Task goal: Reproduce the Sugar Grove cannabis sales article below word for word, from headline to last sentence.

Sugar Grove officials not likely to allow marijuana sales in town
The added funding generated by recreational cannabis sales will likely be dealt a blow as Sugar Grove trustees discussed the idea of allowing recreational cannabis sales in town.
At Tuesday’s meeting of the Sugar Grove Village Board of Trustees, village officials took time to open up discussion on this topic.
The state of Illinois passed legislation in June making recreational cannabis sales legal beginning Jan. 1, 2020. But several trustees expressed opposition to allowing cannabis sales in town. The state is giving municipalities the ability to opt-in or opt-out of allowing recreational cannabis sales.
“I, for one, would not be in it just for tax revenues,” Trustee Rick Montalto said, noting the village had a similar debate over video gaming. “It was a big discussion.”
Steps taken by the village in the past to allow video gaming has generated added revenue over time.
Finance Director Matt Anastasia said the village is accruing almost $50,000 through video gaming.

Dataset content:
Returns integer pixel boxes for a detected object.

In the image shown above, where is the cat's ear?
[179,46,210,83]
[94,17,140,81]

Output below:
Sugar Grove officials not likely to allow marijuana sales in town
The added funding generated by recreational cannabis sales will likely be dealt a blow as Sugar Grove trustees discussed the idea of allowing recreational cannabis sales in town.
At Tuesday’s meeting of the Sugar Grove Village Board of Trustees, village officials took time to open up discussion on this topic.
The state of Illinois passed legislation in June making recreational cannabis sales legal beginning Jan. 1, 2020. But several trustees expressed opposition to allowing cannabis sales in town. The state is giving municipalities the ability to opt-in or opt-out of allowing recreational cannabis sales.
“I, for one, would not be in it just for tax revenues,” Trustee Rick Montalto said, noting the village had a similar debate over video gaming. “It was a big discussion.”
Steps taken by the village in the past to allow video gaming has generated added revenue over time.
Finance Director Matt Anastasia said the village is accruing almost $50,000 through video gaming.